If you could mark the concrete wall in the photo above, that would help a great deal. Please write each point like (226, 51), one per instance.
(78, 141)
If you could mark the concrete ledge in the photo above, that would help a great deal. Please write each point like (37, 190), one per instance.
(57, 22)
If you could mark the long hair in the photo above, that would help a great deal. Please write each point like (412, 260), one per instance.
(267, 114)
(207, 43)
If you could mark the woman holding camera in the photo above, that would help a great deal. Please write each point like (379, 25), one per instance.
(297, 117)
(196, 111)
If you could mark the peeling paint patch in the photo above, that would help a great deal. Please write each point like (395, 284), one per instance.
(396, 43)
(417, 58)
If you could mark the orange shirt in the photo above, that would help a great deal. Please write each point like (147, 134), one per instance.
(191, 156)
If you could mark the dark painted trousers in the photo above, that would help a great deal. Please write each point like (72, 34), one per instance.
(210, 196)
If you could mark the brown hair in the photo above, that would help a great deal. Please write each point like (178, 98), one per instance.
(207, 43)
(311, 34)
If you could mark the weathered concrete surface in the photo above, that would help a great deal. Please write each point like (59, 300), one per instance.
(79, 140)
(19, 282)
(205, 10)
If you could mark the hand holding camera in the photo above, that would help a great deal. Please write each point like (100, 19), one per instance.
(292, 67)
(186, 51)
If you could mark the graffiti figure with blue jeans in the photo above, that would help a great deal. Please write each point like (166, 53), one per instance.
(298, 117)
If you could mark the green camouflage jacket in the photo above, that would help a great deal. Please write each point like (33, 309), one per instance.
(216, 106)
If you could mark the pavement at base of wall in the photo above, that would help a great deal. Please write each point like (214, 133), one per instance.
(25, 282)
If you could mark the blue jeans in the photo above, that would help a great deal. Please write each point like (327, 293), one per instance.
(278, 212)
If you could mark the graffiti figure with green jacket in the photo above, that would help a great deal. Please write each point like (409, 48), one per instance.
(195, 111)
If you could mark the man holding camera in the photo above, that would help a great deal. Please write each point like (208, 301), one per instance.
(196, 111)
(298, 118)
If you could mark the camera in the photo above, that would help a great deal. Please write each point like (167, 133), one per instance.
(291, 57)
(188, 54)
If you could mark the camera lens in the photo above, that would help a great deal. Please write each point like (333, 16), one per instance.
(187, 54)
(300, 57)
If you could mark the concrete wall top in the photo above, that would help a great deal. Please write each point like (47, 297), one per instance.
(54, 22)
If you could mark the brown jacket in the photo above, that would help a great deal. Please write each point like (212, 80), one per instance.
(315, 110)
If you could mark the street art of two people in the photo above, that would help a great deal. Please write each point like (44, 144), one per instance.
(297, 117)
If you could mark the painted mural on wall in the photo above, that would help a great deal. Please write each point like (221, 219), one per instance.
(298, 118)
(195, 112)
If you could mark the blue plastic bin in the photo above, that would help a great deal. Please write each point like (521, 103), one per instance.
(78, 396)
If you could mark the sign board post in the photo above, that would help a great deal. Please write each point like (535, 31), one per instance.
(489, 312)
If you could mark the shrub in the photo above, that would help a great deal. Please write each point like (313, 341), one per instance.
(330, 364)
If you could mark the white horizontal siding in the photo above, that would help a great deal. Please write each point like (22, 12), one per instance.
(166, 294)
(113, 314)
_ _ _ _ _ _ _
## WRITTEN REQUEST
Extract the lines above from the one containing "If you could mark the blue plastic" to the last line, both included, exactly as written.

## RESPONSE TO THIS TASK
If you could mark the blue plastic bin in the photo above, that would help a great deal. Please write each point like (521, 103), one per instance.
(78, 396)
If you could mark the sign board post in the photo above, that would help a great deal. Please write each point like (535, 31), one per instance.
(489, 312)
If you could mark the shrub in the photo above, that would help a great deal. Please write each point like (313, 341), one per instance.
(330, 364)
If you could mark the white horizontal siding in the photo above, that would help a great deal. Please write each point like (22, 12), one per instance.
(166, 294)
(113, 314)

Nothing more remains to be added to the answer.